- [WHAT THE TASK ASKS]
Please print, word for word, every line from the one that contains "Exercise. Tag every instance of the lighthouse" through the last line of the records, and nothing else.

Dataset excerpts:
________________

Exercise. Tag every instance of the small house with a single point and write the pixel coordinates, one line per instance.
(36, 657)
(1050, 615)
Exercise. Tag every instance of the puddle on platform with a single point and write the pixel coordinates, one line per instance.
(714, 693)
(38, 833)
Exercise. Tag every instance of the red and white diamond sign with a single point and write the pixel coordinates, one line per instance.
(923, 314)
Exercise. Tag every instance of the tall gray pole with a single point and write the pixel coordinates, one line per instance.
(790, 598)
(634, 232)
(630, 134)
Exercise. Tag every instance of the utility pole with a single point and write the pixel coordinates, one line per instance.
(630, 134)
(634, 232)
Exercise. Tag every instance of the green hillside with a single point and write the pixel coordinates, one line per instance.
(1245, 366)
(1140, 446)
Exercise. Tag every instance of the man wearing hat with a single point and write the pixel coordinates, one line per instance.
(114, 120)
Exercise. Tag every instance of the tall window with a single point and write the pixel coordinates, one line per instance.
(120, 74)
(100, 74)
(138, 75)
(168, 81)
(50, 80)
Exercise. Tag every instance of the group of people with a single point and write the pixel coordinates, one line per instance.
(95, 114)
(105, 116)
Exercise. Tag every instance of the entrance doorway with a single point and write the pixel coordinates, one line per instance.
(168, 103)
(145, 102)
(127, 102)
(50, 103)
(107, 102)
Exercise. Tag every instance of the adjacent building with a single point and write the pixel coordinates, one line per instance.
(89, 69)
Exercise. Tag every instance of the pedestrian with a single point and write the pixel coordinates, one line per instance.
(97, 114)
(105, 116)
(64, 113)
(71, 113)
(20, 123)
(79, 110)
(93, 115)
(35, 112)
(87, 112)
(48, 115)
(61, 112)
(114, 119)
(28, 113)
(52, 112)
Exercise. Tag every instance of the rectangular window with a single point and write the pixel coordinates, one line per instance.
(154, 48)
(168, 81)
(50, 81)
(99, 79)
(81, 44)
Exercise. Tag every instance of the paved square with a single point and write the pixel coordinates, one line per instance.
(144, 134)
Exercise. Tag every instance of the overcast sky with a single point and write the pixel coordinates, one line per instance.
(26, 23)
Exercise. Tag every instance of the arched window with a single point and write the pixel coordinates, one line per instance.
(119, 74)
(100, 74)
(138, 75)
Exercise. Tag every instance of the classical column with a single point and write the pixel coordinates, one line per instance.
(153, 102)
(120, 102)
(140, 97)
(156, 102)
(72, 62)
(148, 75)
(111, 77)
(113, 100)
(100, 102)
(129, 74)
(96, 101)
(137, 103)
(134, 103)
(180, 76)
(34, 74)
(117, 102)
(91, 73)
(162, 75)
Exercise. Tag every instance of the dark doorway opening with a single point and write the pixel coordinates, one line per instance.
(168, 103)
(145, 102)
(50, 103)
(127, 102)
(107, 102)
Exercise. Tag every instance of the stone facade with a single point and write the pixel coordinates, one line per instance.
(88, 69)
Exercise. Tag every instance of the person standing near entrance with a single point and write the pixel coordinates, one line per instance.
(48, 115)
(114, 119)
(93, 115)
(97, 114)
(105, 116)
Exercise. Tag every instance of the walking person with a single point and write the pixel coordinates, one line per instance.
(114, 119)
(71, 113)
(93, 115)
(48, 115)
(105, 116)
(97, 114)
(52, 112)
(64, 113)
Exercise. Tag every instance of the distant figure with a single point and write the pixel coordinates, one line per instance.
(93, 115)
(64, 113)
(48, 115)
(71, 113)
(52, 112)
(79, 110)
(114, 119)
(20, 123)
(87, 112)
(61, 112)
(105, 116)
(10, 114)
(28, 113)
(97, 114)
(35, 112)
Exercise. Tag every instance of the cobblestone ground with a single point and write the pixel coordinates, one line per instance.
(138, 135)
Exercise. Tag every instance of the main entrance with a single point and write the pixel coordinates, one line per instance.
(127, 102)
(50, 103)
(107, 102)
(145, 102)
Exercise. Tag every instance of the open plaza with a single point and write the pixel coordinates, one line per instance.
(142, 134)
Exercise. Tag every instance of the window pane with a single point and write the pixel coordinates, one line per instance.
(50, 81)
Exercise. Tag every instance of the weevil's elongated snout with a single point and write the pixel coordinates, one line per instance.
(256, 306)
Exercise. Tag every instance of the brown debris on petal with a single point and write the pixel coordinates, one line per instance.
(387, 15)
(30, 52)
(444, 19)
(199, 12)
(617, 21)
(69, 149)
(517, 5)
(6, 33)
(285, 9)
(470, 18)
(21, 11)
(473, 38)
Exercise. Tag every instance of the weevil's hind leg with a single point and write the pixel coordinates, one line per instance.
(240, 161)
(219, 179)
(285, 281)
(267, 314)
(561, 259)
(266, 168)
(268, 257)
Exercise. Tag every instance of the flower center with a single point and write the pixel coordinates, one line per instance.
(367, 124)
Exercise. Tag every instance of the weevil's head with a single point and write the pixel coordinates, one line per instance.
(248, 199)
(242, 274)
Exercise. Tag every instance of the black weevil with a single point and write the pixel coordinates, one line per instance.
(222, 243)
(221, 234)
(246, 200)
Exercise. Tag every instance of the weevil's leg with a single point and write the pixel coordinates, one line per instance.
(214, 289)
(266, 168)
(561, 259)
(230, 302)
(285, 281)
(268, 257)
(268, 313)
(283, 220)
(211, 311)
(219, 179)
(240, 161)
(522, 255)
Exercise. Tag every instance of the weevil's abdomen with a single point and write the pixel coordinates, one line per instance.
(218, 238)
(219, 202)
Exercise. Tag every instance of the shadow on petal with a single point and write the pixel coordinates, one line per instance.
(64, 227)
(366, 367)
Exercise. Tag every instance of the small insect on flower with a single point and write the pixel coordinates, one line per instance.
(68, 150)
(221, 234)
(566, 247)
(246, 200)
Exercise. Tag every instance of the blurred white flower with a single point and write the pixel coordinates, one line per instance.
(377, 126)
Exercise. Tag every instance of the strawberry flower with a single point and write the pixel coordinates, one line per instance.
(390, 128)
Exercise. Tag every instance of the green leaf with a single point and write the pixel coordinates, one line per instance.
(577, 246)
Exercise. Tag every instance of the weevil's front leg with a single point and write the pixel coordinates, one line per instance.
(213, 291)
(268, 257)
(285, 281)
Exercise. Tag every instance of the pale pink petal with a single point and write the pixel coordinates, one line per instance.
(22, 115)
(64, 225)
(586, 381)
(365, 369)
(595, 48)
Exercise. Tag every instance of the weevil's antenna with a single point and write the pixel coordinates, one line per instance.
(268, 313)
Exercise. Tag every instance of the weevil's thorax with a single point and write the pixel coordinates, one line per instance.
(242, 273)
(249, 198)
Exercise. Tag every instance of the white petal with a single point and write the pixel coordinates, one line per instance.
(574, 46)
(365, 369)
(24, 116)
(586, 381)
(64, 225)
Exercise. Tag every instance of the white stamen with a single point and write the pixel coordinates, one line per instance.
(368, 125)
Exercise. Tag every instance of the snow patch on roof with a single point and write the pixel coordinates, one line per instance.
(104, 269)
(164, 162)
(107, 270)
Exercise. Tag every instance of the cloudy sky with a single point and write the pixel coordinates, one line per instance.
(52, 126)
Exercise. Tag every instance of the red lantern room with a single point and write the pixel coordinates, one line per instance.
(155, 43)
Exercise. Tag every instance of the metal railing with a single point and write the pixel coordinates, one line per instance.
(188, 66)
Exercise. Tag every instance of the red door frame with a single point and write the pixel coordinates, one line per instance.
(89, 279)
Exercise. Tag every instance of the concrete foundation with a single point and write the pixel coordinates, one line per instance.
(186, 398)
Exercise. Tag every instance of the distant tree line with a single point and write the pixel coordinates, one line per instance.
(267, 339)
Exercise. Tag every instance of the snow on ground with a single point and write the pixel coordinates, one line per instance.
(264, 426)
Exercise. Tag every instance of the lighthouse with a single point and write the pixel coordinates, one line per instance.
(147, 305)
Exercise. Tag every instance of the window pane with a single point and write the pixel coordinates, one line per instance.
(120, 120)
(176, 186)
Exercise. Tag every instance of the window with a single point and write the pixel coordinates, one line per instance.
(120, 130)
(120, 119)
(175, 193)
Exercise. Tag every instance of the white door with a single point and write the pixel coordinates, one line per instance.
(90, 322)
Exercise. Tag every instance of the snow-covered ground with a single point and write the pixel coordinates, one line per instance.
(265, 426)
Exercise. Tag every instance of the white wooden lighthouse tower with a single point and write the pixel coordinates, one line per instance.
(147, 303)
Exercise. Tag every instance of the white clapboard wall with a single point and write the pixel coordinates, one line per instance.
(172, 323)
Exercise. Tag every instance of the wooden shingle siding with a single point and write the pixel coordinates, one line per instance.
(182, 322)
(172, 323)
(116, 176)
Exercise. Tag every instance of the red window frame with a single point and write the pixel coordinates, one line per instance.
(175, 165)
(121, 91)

________________

- [RESULT FOR THIS EXERCISE]
Exercise. Tag every instance of the lighthouse with a single point and write the pixel coordinates, one line per instance.
(147, 305)
Exercise. Tag every instance of the window pane with a single point and write the pixel coordinates, one line per instance.
(120, 120)
(176, 186)
Exercise. Tag every instance of the window with a single point and write the pixel coordinates, one line per instance.
(120, 130)
(120, 119)
(175, 193)
Exercise. Tag every instance of the white door with a single point and write the pixel coordinates, one line per instance.
(90, 322)
Exercise. Tag every instance of the snow-covered ground with a single point and write the pixel coordinates, one line per instance.
(265, 426)
Exercise. Tag every instance of the white wooden lighthouse tower with a single point and write the pixel coordinates, one line per instance.
(147, 303)
Exercise. Tag every instance of the white clapboard wall with a single point and write the pixel coordinates, one line per instance.
(172, 323)
Exercise. Tag every instance of the wooden shingle siding with a single point and write the pixel coordinates, one line per instance.
(182, 322)
(172, 323)
(116, 176)
Exercise. Tag every instance of the red window frame with a single point and write the pixel coordinates, one line per instance.
(175, 165)
(121, 91)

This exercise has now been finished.